[start]

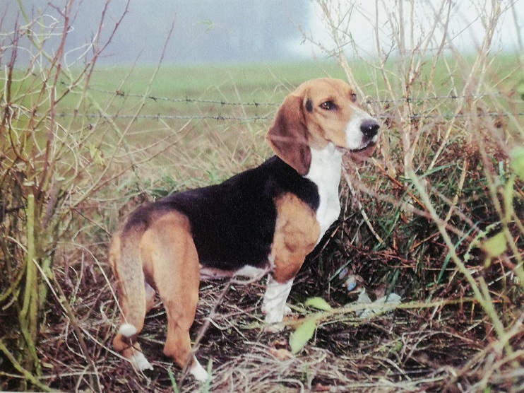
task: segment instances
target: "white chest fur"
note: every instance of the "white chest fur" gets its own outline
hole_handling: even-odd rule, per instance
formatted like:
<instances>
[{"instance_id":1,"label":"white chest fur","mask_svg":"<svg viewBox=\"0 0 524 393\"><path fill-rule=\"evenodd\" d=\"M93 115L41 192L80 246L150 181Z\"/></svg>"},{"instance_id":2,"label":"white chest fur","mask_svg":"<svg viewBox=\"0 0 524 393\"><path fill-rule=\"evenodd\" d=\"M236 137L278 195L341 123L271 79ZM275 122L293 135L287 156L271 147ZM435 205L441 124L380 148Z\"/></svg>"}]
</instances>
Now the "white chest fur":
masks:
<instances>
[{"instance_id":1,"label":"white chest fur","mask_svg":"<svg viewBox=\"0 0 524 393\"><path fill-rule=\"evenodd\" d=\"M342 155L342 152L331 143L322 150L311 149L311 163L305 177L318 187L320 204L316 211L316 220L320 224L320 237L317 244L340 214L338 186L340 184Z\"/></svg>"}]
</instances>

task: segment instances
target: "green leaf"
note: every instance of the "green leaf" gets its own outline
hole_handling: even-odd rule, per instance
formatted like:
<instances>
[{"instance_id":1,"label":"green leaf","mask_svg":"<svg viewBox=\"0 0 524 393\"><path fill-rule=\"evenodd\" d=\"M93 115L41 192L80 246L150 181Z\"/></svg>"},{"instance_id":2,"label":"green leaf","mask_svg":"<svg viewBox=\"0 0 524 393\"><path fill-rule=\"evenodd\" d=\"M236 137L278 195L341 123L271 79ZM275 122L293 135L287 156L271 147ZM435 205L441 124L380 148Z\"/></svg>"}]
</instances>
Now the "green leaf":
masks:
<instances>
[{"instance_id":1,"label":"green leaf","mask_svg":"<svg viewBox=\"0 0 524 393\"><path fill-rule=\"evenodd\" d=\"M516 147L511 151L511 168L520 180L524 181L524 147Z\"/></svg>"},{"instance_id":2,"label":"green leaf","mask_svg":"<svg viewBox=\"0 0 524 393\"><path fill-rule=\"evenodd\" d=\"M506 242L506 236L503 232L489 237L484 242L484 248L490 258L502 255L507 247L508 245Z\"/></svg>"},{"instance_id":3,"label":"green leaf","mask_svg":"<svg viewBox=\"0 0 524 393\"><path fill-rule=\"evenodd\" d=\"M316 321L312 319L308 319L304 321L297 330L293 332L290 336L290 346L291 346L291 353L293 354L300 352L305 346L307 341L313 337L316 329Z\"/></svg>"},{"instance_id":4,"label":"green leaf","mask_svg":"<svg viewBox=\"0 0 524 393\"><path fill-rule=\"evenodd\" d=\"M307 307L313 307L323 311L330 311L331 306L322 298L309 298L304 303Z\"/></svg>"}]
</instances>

[end]
[start]

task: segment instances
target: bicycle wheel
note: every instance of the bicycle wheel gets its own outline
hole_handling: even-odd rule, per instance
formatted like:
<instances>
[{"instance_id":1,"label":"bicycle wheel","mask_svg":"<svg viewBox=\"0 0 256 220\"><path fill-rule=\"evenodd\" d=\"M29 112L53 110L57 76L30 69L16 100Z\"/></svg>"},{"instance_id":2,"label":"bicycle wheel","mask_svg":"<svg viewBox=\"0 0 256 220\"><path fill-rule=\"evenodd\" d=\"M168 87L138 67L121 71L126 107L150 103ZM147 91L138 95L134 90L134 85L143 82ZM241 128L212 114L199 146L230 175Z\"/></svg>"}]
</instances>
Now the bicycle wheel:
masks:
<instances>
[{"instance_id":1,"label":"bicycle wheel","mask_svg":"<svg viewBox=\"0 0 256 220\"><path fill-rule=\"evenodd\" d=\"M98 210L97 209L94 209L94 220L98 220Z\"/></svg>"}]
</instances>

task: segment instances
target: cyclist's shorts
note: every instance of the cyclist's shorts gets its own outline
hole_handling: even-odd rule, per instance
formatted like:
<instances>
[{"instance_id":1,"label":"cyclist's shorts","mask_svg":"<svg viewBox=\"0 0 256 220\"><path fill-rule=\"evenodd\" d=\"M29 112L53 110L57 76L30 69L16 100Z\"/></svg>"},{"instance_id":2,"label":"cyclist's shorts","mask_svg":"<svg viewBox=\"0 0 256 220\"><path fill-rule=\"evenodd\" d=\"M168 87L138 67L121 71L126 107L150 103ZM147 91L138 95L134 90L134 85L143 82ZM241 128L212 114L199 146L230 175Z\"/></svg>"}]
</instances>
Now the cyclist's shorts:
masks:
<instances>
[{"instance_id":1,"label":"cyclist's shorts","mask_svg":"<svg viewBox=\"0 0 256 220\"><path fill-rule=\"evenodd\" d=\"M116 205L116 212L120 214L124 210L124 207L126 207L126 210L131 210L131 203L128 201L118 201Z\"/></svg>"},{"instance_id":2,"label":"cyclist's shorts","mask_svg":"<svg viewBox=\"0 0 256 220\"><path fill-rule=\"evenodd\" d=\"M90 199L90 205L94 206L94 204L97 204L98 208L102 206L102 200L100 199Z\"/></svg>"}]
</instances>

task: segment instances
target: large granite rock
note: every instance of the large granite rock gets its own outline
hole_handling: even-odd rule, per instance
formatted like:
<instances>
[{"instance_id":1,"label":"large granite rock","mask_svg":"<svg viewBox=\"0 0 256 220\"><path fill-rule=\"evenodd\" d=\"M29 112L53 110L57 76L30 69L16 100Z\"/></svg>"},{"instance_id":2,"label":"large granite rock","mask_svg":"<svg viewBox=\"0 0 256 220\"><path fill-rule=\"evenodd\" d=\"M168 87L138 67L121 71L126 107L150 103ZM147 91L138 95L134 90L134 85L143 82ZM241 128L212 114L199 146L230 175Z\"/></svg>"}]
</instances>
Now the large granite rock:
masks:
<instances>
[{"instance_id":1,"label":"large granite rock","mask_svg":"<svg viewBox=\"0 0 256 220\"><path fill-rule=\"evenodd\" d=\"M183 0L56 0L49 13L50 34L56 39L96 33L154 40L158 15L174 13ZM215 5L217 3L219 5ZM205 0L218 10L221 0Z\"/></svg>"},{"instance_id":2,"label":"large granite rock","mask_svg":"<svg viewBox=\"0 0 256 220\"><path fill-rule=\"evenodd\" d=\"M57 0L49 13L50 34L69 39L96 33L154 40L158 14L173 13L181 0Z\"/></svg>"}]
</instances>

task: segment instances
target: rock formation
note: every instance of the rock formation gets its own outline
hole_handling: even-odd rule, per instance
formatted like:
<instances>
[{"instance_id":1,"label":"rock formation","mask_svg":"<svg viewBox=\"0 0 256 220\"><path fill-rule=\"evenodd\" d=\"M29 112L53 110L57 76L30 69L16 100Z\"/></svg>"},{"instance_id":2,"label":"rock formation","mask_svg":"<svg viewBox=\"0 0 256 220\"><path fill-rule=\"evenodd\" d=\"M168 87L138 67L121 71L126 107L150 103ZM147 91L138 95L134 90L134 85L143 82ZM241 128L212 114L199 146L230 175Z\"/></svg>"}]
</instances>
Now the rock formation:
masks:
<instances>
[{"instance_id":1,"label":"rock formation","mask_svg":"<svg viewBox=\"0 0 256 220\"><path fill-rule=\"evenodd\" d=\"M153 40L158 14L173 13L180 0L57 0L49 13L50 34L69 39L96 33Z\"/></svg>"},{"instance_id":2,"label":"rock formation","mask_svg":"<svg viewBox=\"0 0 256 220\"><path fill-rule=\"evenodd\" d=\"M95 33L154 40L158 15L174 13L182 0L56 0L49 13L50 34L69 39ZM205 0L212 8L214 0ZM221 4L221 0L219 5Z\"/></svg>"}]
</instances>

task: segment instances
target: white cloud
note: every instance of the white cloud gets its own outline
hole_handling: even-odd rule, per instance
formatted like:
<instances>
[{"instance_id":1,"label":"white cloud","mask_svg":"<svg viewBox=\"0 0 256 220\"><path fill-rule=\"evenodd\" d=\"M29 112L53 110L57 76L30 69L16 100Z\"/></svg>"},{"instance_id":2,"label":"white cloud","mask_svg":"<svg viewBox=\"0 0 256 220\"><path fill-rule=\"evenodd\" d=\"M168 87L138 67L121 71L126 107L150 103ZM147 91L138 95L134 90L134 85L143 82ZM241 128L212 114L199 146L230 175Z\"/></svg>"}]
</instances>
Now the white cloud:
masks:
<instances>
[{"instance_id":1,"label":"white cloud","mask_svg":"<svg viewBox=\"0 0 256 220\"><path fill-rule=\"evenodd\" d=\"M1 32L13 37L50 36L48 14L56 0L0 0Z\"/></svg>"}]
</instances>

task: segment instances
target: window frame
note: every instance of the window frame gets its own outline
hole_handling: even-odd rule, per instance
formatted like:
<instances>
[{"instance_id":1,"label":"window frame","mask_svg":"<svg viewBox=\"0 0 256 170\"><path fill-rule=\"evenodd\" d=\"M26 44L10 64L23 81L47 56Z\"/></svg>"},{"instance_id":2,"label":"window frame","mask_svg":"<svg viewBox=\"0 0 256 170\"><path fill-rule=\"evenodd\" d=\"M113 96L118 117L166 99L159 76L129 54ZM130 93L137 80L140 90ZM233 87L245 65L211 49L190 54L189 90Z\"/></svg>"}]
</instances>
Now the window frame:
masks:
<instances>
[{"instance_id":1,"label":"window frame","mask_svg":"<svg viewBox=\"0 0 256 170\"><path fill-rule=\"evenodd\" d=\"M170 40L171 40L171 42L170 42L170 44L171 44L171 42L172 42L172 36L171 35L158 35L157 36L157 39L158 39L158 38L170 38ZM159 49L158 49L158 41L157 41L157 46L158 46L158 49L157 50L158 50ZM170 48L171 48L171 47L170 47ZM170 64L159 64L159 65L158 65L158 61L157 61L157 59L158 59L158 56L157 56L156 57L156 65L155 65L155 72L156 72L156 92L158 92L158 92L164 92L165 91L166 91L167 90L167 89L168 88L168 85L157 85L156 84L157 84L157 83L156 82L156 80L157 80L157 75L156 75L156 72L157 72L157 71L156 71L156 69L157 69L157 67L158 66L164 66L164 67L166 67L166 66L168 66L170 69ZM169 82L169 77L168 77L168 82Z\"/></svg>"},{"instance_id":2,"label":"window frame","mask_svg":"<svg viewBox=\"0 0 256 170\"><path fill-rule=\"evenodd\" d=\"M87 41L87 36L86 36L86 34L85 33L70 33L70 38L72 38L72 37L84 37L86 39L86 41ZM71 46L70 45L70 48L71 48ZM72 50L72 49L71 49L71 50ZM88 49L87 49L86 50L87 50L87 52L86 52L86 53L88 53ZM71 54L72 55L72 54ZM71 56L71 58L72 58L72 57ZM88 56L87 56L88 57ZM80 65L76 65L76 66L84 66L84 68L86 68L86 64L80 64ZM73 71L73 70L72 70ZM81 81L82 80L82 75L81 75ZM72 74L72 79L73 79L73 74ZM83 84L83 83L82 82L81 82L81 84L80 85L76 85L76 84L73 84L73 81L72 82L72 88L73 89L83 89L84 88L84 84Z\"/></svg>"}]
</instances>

[end]

Given task ▸
Collect every line of the rows above that contains the string "target". The match is case-sensitive.

Result of the task ▸
target: "white chest fur"
target: "green leaf"
target: bicycle wheel
target: cyclist's shorts
target: large granite rock
target: rock formation
target: white cloud
target: window frame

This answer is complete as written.